### RAW DATA:

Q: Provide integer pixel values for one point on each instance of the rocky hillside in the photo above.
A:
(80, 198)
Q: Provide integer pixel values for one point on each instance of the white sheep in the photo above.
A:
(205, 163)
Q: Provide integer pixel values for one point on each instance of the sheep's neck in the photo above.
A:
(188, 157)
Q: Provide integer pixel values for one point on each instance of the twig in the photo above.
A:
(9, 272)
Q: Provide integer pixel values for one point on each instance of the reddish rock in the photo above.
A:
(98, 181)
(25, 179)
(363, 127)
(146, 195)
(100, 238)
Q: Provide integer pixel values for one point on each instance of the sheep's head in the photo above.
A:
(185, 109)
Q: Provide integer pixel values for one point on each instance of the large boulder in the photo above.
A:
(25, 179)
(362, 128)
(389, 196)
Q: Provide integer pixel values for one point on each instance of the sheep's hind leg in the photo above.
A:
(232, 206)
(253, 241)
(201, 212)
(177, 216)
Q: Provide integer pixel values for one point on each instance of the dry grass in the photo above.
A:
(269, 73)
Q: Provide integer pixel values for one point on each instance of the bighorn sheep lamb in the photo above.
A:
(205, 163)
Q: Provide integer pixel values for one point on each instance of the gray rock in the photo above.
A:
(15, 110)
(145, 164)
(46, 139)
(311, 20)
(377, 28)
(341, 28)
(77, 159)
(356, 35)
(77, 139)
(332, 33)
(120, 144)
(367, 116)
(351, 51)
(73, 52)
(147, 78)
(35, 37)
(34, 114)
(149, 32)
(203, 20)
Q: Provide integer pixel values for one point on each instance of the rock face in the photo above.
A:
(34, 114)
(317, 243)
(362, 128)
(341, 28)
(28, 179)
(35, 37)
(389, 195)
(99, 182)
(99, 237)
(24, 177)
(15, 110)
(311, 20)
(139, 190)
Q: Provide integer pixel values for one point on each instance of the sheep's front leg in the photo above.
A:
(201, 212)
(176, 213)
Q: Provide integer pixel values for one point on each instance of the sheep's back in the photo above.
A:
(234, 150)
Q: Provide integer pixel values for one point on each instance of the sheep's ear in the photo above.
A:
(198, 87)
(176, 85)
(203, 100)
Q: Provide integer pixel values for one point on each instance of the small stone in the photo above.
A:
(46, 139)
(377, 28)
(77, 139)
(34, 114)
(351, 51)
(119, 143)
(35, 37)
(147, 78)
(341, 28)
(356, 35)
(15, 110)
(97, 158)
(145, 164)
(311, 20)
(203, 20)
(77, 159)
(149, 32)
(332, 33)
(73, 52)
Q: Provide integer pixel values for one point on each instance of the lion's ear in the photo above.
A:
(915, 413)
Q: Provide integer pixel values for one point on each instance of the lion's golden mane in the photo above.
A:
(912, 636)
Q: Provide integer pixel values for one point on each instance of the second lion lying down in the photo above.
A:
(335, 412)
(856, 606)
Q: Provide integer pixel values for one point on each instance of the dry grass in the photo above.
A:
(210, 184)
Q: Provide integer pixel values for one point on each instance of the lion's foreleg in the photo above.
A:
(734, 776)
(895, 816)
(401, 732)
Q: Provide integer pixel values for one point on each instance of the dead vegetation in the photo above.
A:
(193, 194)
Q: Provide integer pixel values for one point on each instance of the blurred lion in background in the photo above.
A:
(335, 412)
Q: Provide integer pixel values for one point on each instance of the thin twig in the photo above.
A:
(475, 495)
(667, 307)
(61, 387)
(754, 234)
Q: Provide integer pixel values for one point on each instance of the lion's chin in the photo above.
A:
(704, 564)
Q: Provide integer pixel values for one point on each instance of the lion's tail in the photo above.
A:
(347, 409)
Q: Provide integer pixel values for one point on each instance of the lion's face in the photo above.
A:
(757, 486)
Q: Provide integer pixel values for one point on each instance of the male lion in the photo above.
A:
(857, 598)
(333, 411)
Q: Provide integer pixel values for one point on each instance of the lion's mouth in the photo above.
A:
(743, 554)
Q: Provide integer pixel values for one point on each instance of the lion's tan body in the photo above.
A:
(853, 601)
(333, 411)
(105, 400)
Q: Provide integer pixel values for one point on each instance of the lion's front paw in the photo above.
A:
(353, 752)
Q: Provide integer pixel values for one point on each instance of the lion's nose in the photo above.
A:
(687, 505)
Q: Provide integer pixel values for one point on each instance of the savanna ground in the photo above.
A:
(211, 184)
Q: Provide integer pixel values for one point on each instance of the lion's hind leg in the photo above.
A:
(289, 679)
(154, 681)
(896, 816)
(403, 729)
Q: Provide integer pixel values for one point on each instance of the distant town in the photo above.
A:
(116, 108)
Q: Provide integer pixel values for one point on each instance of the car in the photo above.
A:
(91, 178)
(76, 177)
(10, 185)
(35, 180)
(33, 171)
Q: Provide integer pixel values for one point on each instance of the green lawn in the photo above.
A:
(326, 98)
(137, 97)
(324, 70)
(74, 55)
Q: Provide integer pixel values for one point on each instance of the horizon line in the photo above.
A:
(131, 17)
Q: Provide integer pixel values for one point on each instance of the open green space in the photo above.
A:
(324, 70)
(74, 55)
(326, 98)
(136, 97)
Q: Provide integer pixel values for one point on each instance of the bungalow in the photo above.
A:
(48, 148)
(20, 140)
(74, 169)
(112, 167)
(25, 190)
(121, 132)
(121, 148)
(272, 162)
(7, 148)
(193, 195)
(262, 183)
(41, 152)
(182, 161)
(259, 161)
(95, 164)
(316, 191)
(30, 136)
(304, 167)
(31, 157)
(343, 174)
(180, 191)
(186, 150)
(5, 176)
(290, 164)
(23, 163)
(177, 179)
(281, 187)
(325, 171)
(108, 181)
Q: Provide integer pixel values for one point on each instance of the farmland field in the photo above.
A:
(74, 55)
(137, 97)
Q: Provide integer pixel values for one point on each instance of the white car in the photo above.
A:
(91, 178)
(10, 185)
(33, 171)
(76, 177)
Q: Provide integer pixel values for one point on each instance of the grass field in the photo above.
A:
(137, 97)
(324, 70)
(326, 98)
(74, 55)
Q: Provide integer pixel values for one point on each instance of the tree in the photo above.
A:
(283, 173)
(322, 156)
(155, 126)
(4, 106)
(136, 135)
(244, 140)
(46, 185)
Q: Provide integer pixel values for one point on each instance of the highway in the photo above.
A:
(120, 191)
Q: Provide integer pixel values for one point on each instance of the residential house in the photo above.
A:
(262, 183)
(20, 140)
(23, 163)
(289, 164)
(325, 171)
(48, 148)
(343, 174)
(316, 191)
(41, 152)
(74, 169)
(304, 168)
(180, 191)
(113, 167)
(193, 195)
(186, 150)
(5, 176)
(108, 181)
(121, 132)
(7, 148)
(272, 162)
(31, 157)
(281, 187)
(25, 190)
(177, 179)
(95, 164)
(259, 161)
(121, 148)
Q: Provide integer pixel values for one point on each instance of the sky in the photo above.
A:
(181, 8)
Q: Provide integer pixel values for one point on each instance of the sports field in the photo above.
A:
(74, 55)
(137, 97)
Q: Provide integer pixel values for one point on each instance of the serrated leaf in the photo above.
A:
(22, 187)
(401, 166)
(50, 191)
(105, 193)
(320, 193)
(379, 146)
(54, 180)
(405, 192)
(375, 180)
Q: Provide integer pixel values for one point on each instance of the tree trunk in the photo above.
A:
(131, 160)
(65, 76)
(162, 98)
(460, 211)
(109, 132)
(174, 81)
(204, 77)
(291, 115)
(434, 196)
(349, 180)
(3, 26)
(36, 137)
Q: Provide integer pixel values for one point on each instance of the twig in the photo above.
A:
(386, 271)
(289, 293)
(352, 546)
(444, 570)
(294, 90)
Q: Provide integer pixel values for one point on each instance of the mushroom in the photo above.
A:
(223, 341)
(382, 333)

### GIVEN EXERCISE:
Render every line of the records above as a numbered list, omitting any blank lines.

### RESPONSE TO THE TASK:
1. Q: Provide integer pixel values for one point on each instance of the rocky hillside in the photo above.
2. A:
3. (80, 198)
4. Q: Provide integer pixel values for one point on each instance of the white sheep in the photo above.
5. A:
6. (205, 163)
7. Q: Provide integer pixel values for one point on each instance of the sheep's neck in the photo above.
8. A:
9. (188, 157)
10. Q: Provide integer pixel values for one point on each instance of the twig in the photo above.
11. A:
12. (9, 272)
13. Q: Provide integer pixel values for one point on each instance of the reddish rock in the photo above.
14. A:
15. (98, 181)
16. (25, 179)
17. (363, 127)
18. (146, 195)
19. (100, 238)
20. Q: Provide integer pixel values for one point on each instance of the sheep's head in the photo above.
21. A:
22. (185, 109)
23. Q: Provide integer pixel values for one point on each instance of the large boulder in the photo above.
24. A:
25. (25, 179)
26. (362, 128)
27. (389, 196)
28. Q: Provide integer pixel values for one point on each instance of the sheep's hind leg in the photo above.
29. A:
30. (232, 206)
31. (253, 241)
32. (201, 212)
33. (177, 216)
34. Q: Provide integer pixel values for one point on each instance of the dry grass in the photo above.
35. A:
36. (269, 73)
37. Q: Provide integer pixel values for one point on each instance of the bighorn sheep lamb in the photo above.
38. A:
39. (205, 163)
40. Q: Provide integer pixel values for one point on each instance of the gray rock in the photo above.
41. A:
42. (15, 110)
43. (145, 164)
44. (46, 139)
45. (311, 20)
46. (377, 28)
47. (341, 28)
48. (77, 159)
49. (356, 35)
50. (77, 139)
51. (332, 33)
52. (120, 144)
53. (367, 116)
54. (351, 51)
55. (73, 52)
56. (147, 78)
57. (35, 37)
58. (34, 114)
59. (149, 32)
60. (203, 20)
61. Q: Provide integer pixel values for one point on each instance of the rock face in the photo above.
62. A:
63. (34, 114)
64. (317, 243)
65. (362, 128)
66. (341, 28)
67. (28, 179)
68. (35, 37)
69. (389, 195)
70. (99, 182)
71. (99, 237)
72. (24, 177)
73. (15, 110)
74. (311, 20)
75. (139, 190)
76. Q: Provide integer pixel values for one point on each instance of the sheep's front leg in the photo above.
77. A:
78. (201, 212)
79. (176, 213)
80. Q: Provide integer pixel values for one point on each instance of the sheep's back in the photo above.
81. A:
82. (234, 150)
83. Q: Provide integer pixel values for one point on each instance of the sheep's ear in the photo above.
84. A:
85. (198, 87)
86. (176, 85)
87. (203, 100)
88. Q: Provide integer pixel values for one point on each instance of the small stone in the photo above.
89. A:
90. (46, 139)
91. (377, 28)
92. (77, 139)
93. (34, 114)
94. (351, 51)
95. (119, 143)
96. (35, 37)
97. (147, 78)
98. (341, 28)
99. (356, 35)
100. (15, 110)
101. (97, 158)
102. (145, 164)
103. (311, 20)
104. (203, 20)
105. (77, 159)
106. (149, 32)
107. (332, 33)
108. (73, 52)
109. Q: Provide integer pixel values for one point on each instance of the lion's ear in the photo above.
110. A:
111. (915, 413)
112. Q: Provide integer pixel values for one point on each instance of the lion's golden mane in the photo above.
113. A:
114. (912, 636)
115. Q: Provide integer pixel values for one point on each instance of the second lion lying down in the photo above.
116. A:
117. (335, 412)
118. (856, 606)
119. Q: Provide integer pixel values for one point on each instance of the dry grass in the photo above.
120. A:
121. (210, 184)
122. Q: Provide integer pixel values for one point on each instance of the lion's foreleg in the photo above.
123. A:
124. (734, 776)
125. (895, 816)
126. (401, 732)
127. Q: Provide integer pixel values for one point on each instance of the dead vegetation in the photo above.
128. A:
129. (193, 194)
130. Q: Provide integer pixel values for one point on each instance of the blurred lion in background in the photo above.
131. A:
132. (335, 412)
133. Q: Provide integer pixel values for one point on each instance of the thin twig in the photo above.
134. A:
135. (475, 495)
136. (667, 307)
137. (61, 387)
138. (754, 234)
139. Q: Provide integer pixel values for one point on each instance of the lion's chin in the photo above.
140. A:
141. (704, 564)
142. Q: Provide integer pixel values for one point on each instance of the lion's tail in the photo above.
143. A:
144. (347, 409)
145. Q: Provide integer pixel values for one point on each instance of the lion's face in the photo above.
146. A:
147. (757, 486)
148. Q: Provide integer pixel values for one point on each instance of the male lion in the photo above.
149. A:
150. (857, 598)
151. (333, 411)
152. Q: Provide integer pixel values for one point on each instance of the lion's mouth in the photo above.
153. A:
154. (743, 554)
155. Q: Provide integer pixel values for one point on each instance of the lion's tan body in the photo above.
156. A:
157. (853, 601)
158. (333, 411)
159. (105, 400)
160. Q: Provide integer pixel values for one point on each instance of the lion's front paw in the photo above.
161. A:
162. (353, 752)
163. Q: Provide integer pixel values for one point on each instance of the lion's nose in the photo above.
164. A:
165. (687, 505)
166. Q: Provide integer pixel values for one point on each instance of the savanna ground in the photo above.
167. A:
168. (211, 184)
169. Q: Provide integer pixel values for one point on each instance of the lion's hind leg in the photo above.
170. A:
171. (289, 679)
172. (154, 681)
173. (896, 816)
174. (403, 729)
175. Q: Provide integer pixel values for one point on each instance of the distant town in the photo above.
176. A:
177. (116, 108)
178. Q: Provide integer pixel values for one point on each instance of the car in the photo above.
179. A:
180. (91, 178)
181. (76, 177)
182. (10, 185)
183. (35, 180)
184. (33, 171)
185. Q: Provide integer pixel values for one point on each instance of the green lawn in the photo above.
186. A:
187. (326, 98)
188. (137, 97)
189. (324, 70)
190. (74, 55)
191. Q: Provide integer pixel values for one point on each instance of the horizon line in the photo above.
192. A:
193. (131, 17)
194. Q: Provide integer pixel values for one point on each instance of the open green space in the photo above.
195. A:
196. (324, 70)
197. (74, 55)
198. (326, 98)
199. (136, 97)
200. Q: Provide integer pixel values for one point on each instance of the bungalow in the photo above.
201. A:
202. (48, 148)
203. (20, 140)
204. (74, 169)
205. (112, 167)
206. (25, 190)
207. (121, 132)
208. (121, 148)
209. (272, 162)
210. (7, 148)
211. (193, 195)
212. (262, 183)
213. (41, 152)
214. (182, 161)
215. (259, 161)
216. (95, 164)
217. (316, 191)
218. (30, 136)
219. (304, 167)
220. (31, 157)
221. (343, 174)
222. (180, 191)
223. (186, 150)
224. (5, 176)
225. (290, 164)
226. (23, 163)
227. (177, 179)
228. (281, 187)
229. (325, 171)
230. (108, 181)
231. Q: Provide integer pixel values for one point on each instance of the farmland field in the photo above.
232. A:
233. (74, 55)
234. (137, 97)
235. Q: Provide integer pixel values for one point on each instance of the white car in the photo above.
236. A:
237. (91, 178)
238. (10, 185)
239. (33, 171)
240. (76, 177)
241. Q: Provide integer pixel values for one point on each instance of the grass field in the photo above.
242. A:
243. (137, 97)
244. (324, 70)
245. (326, 98)
246. (74, 55)
247. Q: Provide integer pixel values for one point on each instance of the tree in the photo above.
248. A:
249. (283, 173)
250. (322, 156)
251. (155, 126)
252. (4, 106)
253. (136, 135)
254. (244, 140)
255. (46, 185)
256. Q: Provide integer pixel values for one point on each instance of the highway in the photo above.
257. A:
258. (120, 191)
259. Q: Provide integer pixel values for one point on each instance of the residential house in the photo above.
260. A:
261. (262, 183)
262. (20, 140)
263. (23, 163)
264. (289, 164)
265. (325, 171)
266. (48, 148)
267. (343, 174)
268. (316, 191)
269. (41, 152)
270. (74, 169)
271. (304, 168)
272. (180, 191)
273. (113, 167)
274. (193, 195)
275. (186, 150)
276. (5, 176)
277. (108, 181)
278. (121, 132)
279. (7, 148)
280. (272, 162)
281. (31, 157)
282. (281, 187)
283. (25, 190)
284. (177, 179)
285. (95, 164)
286. (259, 161)
287. (121, 148)
288. Q: Provide integer pixel values for one point on each instance of the sky in the photo above.
289. A:
290. (181, 8)
291. Q: Provide integer pixel values for one point on each instance of the sports field in the photo above.
292. A:
293. (74, 55)
294. (137, 97)
295. Q: Provide integer pixel values for one point on each instance of the serrated leaf in the photo above.
296. A:
297. (22, 187)
298. (401, 166)
299. (50, 191)
300. (105, 193)
301. (320, 193)
302. (379, 146)
303. (54, 180)
304. (405, 192)
305. (375, 180)
306. Q: Provide integer pixel values for one point on each instance of the tree trunk in the photo above.
307. A:
308. (131, 160)
309. (65, 76)
310. (162, 98)
311. (460, 211)
312. (109, 132)
313. (174, 81)
314. (204, 77)
315. (291, 115)
316. (434, 196)
317. (349, 180)
318. (3, 26)
319. (36, 137)
320. Q: Provide integer pixel values for one point on each instance of the twig in the photo above.
321. A:
322. (386, 271)
323. (289, 293)
324. (352, 546)
325. (444, 570)
326. (294, 90)
327. Q: Provide integer pixel values for one point on each instance of the mushroom in the photo above.
328. A:
329. (223, 341)
330. (382, 333)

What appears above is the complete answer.